Required work
a) Could you output the passage in the mosquito comments from "Comment Re:Really? (Score" to "as a possibility?", word for word?
b) Answer these questions from the mosquito comments:
(i) Why does the first comment say repopulating mosquitoes is a viable back-up plan?
(ii) What event does the first comment say is much more likely to wipe us all out?
(iii) Which mosquito-borne disease does the second comment name?

*** Opening of Source document ***

Comment Re:Really? (Score 1) 153

You realize it just needs to go wrong once?

Yes, but you do realize that if the environment was so finely balanced that the extinction of a handful of the thousands of mosquito species were enough to cause an ecosystem collapse on such a massive scale that it eradicated humans then such an event would already have happened and we would not be here discussing it as a possibility?

Doing something like this now is doing it without backup plan. And "repopulate"? Please. That is utterly naive.

Really? It is _much_ easier to repopulate them than to eradicate them - mosquitoes breed fast under ideal conditions which is something very easy to provide so that makes it a very viable back-up plan in the very unlikely event that we need it. I'm all for a cautious approach but surrendering to irrational fears of an insanely unlikely - and arguably basically impossible - consequence is, well irrational. If you are that concerned about miniscule probabilities, don't worry it is much more likely that we'll all be wiped out by an extinction-level meteoroid impact before anything like this happens.

Comment Ethical Consequences (Score 1) 153

Doing so will most likely have unforeseen consequences down the road causing mass damage to the ecosystem.

We should absolutely do ecological studies to determine the likely effects of eradicating the dangerous species of mosquitoes. However, given the benefit to human health we should absolutely not just assume that "bad things" will happen and abandon a plan that could save millions of lives. Indeed, it may be that the largest ecological impact will be human population surges in areas hit currently by mosquitoe-borne diseases like malaria and if that is the case I do not see how it is at all ethical to tell all those people that millions of them have to die to preserve the ecological balance.

*** Close of Source document ***
*** Opening of Data listing ***

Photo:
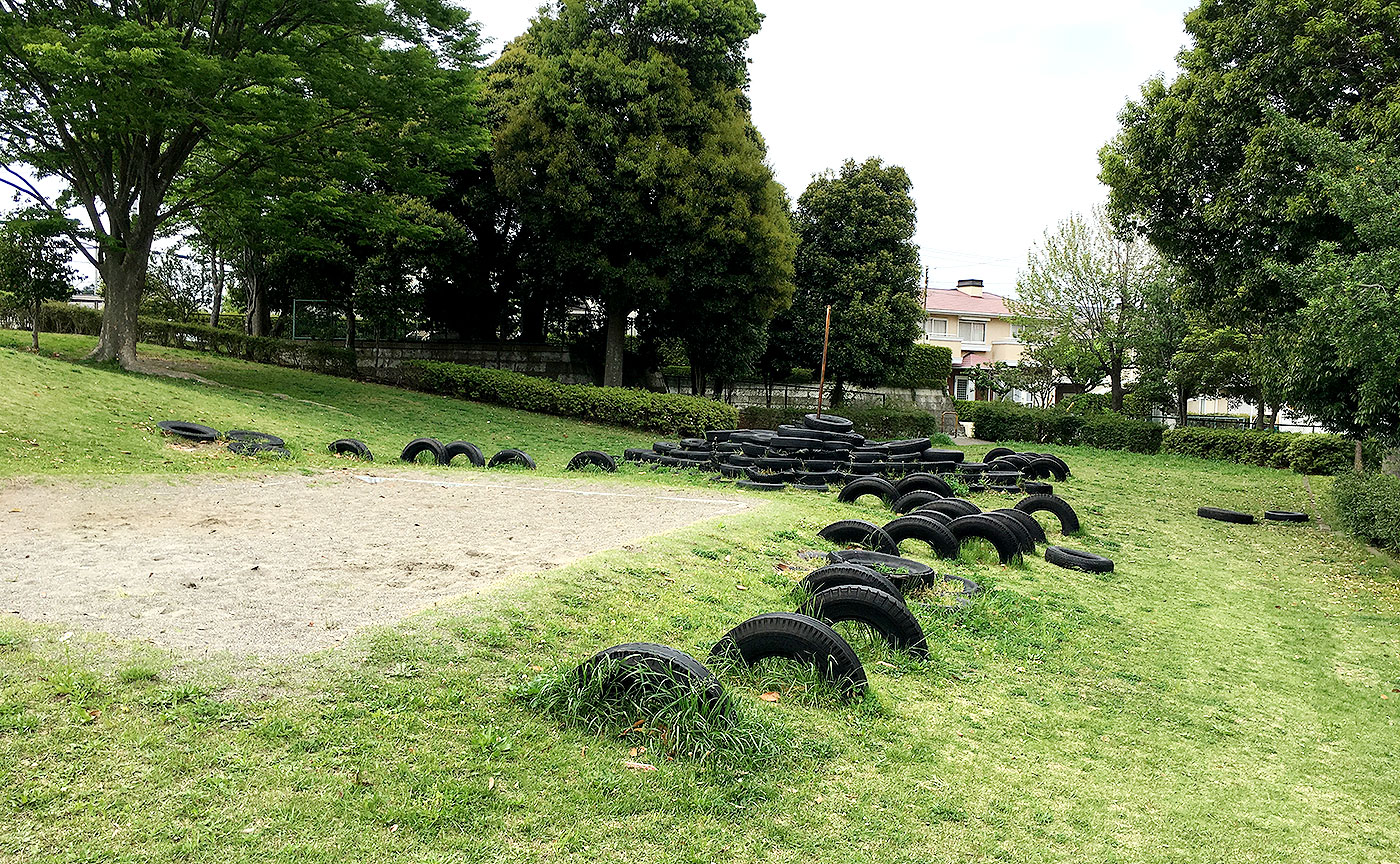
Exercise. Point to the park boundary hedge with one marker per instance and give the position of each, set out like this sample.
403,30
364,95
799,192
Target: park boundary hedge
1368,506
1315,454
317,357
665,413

*** Close of Data listing ***

Outputs in order
a)
Comment Re:Really? (Score 1) 153

You realize it just needs to go wrong once?

Yes, but you do realize that if the environment was so finely balanced that the extinction of a handful of the thousands of mosquito species were enough to cause an ecosystem collapse on such a massive scale that it eradicated humans then such an event would already have happened and we would not be here discussing it as a possibility?

b)
(i) Mosquitoes breed fast under ideal conditions, and those conditions are very easy to provide.
(ii) An extinction-level meteoroid impact.
(iii) Malaria.